■ **Source passage**:
* begin *

Internationally renowned motivational speaker and corporate trainer Prakash Rohera is an ex-banker who has three decades of experience working in global corporations including Citibank, Bank of America in India and the Indian tech giant HCL Limited. In 1997, he started the corporate training consultancy The Redwood Edge. Since then, he has been giving leadership trainings both in India and overseas. The trainings have taken Rohera to around 25 countries to conduct workshops for 140 different clients. Over the years, he has conducted more than 2,200 training sessions and workshops for over 125,000 participants. The services of The Redwood Edge include workshops ranging from leadership, sales, coaching for CEOs to public speaking and presentation skills. The consultancy also specialises in holding specific sessions as per the requirements of its client companies. Rohera has been visiting Nepal since 2013 to conduct workshops in association with the National Banking Institute (NBI). In an interview with New Business Age, Rohera shares his views on the importance of leadership training programmes, present and future day challenges to the corporate world in terms of human capital and ways to overcome them. Excerpts:
What do you think are the things that necessitate the leadership training programmes?
The leadership training programmes that we provide have been changing with the times. The challenges of yesteryears and the present days are different. The technology has been constantly changing. So what used to work well yesterday might not work for tomorrow. That is where a lot of inputs are required. With time, minds, attitude, processes, ethos and work culture of a company changes. And the companies that have been able to adapt are the ones who will succeed.
That is why trainings have become so essential in the modern day world. Earlier a short training session or a briefing was enough for a company but now full-scale trainings are a necessity. The trainings that we provide have come through various stages. The trainings have evolved over time into customised courses making it more effective and to connect better with the audience. For instance, the training of ‘What’s in it for me?’ or WIIFM in short can provide a lot of answers to the pertinent questions on organisational goals and growth of employees.
I often say that if you wish to create history, you must first be able to create chemistry. The world today is talking about new technology, machine learning, automation and artificial intelligence. This is somewhere I believe that you need to be able to look at and with the other elements of the human capital. Human capital at different levels has different training requirements. Starting from the frontline people in the organisation and providing them with inputs, we have provided training to different levels of people accordingly, including manual trainings to CEOs. The joy is there in conducting different workshops because the needs are always different. At every level, it is for me to understand whether I am giving them the requisite skill sets or am I grooming the trainees for the next level because the transition of employees is very fast at present. If we do not hurry, we cannot catch up with the world.
What is leadership to you and how do you think leadership qualities can be created?

* end *

Dataset excerpt:
* begin *

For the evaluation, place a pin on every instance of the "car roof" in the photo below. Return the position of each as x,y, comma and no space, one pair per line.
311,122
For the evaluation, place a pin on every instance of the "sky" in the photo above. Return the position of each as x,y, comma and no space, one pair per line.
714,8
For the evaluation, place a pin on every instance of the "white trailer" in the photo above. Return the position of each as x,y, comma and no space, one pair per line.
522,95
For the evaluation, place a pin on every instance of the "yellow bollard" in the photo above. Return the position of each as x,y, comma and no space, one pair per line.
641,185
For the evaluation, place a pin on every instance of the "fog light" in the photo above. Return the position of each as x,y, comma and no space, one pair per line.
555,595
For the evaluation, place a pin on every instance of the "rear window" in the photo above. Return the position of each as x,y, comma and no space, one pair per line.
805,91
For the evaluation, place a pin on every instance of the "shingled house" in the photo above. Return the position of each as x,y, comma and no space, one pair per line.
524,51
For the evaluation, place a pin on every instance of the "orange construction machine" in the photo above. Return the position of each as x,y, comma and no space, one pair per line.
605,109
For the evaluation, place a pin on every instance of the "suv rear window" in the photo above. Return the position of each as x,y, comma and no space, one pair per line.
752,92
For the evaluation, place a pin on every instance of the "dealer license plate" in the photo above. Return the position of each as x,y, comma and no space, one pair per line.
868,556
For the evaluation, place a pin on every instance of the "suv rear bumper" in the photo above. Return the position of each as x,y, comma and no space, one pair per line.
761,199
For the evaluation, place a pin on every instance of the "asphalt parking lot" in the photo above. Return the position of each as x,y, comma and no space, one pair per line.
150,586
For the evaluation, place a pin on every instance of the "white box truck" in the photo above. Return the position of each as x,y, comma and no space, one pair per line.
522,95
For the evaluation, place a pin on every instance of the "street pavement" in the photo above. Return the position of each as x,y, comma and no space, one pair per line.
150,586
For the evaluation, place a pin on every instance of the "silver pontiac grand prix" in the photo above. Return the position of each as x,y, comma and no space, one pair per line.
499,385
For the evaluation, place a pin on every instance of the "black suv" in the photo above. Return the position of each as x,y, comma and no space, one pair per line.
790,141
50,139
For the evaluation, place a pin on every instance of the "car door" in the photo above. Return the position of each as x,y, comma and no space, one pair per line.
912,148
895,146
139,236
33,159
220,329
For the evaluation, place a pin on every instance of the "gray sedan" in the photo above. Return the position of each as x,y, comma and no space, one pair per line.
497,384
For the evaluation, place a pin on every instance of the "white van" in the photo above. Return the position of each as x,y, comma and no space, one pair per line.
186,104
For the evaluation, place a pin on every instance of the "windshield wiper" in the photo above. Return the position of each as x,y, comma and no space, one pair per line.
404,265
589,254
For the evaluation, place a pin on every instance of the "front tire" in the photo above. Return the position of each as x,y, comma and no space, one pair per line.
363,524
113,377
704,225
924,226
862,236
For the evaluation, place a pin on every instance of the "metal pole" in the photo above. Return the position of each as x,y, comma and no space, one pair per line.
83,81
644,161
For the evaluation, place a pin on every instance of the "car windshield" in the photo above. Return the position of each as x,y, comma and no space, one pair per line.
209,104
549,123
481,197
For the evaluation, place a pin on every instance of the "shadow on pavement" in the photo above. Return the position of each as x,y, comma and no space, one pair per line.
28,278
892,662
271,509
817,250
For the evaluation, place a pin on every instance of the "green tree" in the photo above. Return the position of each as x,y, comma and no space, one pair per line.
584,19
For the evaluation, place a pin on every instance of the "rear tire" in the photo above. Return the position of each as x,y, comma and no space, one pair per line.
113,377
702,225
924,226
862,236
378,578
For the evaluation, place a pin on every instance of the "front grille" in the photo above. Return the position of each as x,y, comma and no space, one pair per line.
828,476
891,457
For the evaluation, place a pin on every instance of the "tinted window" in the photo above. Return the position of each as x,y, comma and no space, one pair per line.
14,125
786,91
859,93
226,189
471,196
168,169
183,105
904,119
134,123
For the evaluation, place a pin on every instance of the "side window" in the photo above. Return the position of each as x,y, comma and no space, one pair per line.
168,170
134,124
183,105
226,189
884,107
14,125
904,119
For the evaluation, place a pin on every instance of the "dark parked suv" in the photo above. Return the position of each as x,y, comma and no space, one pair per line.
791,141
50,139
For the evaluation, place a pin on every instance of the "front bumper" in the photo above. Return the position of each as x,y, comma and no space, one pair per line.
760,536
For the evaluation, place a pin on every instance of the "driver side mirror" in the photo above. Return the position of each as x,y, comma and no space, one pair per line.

* end *

■ **Work to complete**:
Reproduce the interview text between "The leadership training programmes that" and "who will succeed.", inclusive, changing "yesteryears" to "past years".

■ **Complete response**:
The leadership training programmes that we provide have been changing with the times. The challenges of past years and the present days are different. The technology has been constantly changing. So what used to work well yesterday might not work for tomorrow. That is where a lot of inputs are required. With time, minds, attitude, processes, ethos and work culture of a company changes. And the companies that have been able to adapt are the ones who will succeed.